(TEXT TO READ):

When you first walk through the double doors into the sanctuary of the New Church of Christ Holiness Unto the Lord at 470 Ralph Avenue in Crown Heights, Brooklyn, you face a large picture of Elder Arthur Blue and his wife First Lady Kecia hanging on the front wall. Directly above on the wall is a sign painted in large black letters with the words “Let’s go back to the basics and talk about Jesus.” There are tambourines in every row and hand fans with pictures of Reverend Martin Luther King, Jr. on them.
The small church meets at 11 a.m. for a Bible study led by Bishop Joseph Brown, Sr. During this Bible study, above the noise coming from the loud worship music of the church next door, Bishop Brown asks the congregation a series of questions, such as “What do our hardships and sufferings reveal about our relationship with God?” The members scattered throughout the eight pews on either side of the aisle formulate answers together. Elder Blue suggests that “I can do anything because God knows my tomorrow. I can step out there on faith alone and put all of my trust in God.”
Immediately following this question and answer session, the congregation proceeds into a time of worship about 12 Noon.

(WRITTEN PROBLEM 1): Please reproduce the passage about the Crown Heights church in full, word for word.

(SOURCE MATERIAL):
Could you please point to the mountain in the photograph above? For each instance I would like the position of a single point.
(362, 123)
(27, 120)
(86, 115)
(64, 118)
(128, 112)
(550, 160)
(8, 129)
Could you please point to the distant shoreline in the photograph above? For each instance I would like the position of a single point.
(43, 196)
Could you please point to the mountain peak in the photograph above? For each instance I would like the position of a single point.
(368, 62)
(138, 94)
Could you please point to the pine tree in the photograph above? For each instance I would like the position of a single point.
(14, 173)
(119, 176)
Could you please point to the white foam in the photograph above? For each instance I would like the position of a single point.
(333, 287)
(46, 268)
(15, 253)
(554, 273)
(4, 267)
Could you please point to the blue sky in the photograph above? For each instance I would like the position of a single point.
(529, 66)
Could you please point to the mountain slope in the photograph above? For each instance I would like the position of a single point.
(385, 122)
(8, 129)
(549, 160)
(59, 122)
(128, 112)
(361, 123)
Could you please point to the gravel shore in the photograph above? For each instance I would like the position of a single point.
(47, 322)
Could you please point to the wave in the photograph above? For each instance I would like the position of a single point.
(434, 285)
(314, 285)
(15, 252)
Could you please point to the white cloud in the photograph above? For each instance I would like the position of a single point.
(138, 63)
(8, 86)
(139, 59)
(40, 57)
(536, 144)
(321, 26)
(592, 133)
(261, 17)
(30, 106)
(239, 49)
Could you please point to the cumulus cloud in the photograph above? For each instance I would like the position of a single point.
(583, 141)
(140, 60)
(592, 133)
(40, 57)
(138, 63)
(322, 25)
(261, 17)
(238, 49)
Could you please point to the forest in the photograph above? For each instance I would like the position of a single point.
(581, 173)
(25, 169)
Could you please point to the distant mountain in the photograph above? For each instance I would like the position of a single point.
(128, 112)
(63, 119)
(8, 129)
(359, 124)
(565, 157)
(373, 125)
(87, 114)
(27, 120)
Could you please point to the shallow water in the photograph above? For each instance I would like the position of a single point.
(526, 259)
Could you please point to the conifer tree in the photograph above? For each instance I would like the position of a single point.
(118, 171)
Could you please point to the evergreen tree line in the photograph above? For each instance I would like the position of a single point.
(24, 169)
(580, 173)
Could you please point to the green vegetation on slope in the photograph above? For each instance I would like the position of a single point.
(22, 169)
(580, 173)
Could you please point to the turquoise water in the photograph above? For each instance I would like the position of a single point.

(WRITTEN PROBLEM 2): Write out every line in the records that contains the word "water".

(FULL RESPONSE 1):
When you first walk through the double doors into the sanctuary of the New Church of Christ Holiness Unto the Lord at 470 Ralph Avenue in Crown Heights, Brooklyn, you face a large picture of Elder Arthur Blue and his wife First Lady Kecia hanging on the front wall. Directly above on the wall is a sign painted in large black letters with the words “Let’s go back to the basics and talk about Jesus.” There are tambourines in every row and hand fans with pictures of Reverend Martin Luther King, Jr. on them.
The small church meets at 11 a.m. for a Bible study led by Bishop Joseph Brown, Sr. During this Bible study, above the noise coming from the loud worship music of the church next door, Bishop Brown asks the congregation a series of questions, such as “What do our hardships and sufferings reveal about our relationship with God?” The members scattered throughout the eight pews on either side of the aisle formulate answers together. Elder Blue suggests that “I can do anything because God knows my tomorrow. I can step out there on faith alone and put all of my trust in God.”
Immediately following this question and answer session, the congregation proceeds into a time of worship about 12 Noon.

(FULL RESPONSE 2):
Could you please point to the shallow water in the photograph above? For each instance I would like the position of a single point.
Could you please point to the turquoise water in the photograph above? For each instance I would like the position of a single point.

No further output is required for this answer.